#### REQUIREMENT:
From the first line through the line containing "positive clicks: (531, 389)", transcribe the records exactly and include no other lines.

#### DATA EXTRACTS:
^^^^^^^^^^^^^^^^
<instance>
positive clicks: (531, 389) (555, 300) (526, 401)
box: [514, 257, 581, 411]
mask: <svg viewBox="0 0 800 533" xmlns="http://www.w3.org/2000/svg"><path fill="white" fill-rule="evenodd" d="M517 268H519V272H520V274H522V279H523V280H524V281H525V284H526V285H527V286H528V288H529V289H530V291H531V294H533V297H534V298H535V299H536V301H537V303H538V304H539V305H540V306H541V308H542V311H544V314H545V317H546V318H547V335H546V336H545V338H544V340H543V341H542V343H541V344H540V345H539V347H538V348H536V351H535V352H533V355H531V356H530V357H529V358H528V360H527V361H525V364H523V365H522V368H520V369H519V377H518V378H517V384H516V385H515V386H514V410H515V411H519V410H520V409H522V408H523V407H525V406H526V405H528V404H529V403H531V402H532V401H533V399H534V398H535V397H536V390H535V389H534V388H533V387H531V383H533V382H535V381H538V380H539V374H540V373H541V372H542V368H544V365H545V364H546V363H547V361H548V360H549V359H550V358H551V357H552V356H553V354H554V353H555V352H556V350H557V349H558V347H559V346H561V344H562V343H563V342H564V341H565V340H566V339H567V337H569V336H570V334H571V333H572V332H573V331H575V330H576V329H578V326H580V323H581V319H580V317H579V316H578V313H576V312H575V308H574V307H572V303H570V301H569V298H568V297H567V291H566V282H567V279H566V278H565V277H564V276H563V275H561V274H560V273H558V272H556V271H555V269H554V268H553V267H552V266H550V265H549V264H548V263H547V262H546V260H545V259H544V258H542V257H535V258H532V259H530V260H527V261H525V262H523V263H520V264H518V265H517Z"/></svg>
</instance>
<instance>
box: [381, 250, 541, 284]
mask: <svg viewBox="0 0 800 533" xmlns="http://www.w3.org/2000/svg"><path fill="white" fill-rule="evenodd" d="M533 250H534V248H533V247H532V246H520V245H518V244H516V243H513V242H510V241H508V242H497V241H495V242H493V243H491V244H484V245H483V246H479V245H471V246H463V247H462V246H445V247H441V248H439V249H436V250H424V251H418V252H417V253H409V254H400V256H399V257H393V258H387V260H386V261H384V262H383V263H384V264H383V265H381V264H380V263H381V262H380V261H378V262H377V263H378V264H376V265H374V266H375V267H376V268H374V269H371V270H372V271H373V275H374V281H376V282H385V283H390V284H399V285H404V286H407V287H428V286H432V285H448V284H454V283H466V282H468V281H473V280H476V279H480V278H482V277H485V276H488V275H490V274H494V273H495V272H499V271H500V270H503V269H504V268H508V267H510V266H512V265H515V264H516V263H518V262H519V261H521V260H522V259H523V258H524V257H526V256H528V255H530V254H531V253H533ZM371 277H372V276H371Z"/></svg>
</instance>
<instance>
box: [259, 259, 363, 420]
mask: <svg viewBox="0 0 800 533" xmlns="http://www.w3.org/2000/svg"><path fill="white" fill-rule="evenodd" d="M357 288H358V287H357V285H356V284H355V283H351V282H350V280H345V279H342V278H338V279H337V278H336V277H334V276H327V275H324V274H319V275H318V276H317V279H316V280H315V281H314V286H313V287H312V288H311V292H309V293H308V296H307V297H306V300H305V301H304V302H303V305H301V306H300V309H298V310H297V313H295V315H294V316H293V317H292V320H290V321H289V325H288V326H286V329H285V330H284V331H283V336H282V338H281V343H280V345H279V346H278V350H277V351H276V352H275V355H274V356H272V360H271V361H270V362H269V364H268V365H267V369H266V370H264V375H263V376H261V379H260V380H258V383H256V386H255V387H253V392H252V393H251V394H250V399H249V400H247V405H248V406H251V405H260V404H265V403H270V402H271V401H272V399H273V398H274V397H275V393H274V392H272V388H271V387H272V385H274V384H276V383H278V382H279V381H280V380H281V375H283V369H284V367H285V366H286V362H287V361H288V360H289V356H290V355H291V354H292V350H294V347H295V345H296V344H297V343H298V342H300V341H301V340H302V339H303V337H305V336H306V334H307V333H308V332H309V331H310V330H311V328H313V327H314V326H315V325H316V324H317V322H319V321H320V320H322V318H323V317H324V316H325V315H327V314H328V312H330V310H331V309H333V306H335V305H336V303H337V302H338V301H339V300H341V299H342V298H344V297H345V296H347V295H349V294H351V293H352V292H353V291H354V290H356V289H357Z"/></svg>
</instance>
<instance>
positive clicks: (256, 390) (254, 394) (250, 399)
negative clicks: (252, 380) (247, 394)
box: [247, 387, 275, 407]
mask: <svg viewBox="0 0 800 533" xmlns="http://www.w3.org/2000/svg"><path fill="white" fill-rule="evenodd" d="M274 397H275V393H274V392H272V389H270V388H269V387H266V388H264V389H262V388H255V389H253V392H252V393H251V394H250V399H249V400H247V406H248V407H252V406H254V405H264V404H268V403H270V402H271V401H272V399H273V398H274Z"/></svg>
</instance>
^^^^^^^^^^^^^^^^
#### EXERCISE RESPONSE:
<instance>
positive clicks: (531, 389) (555, 300) (526, 401)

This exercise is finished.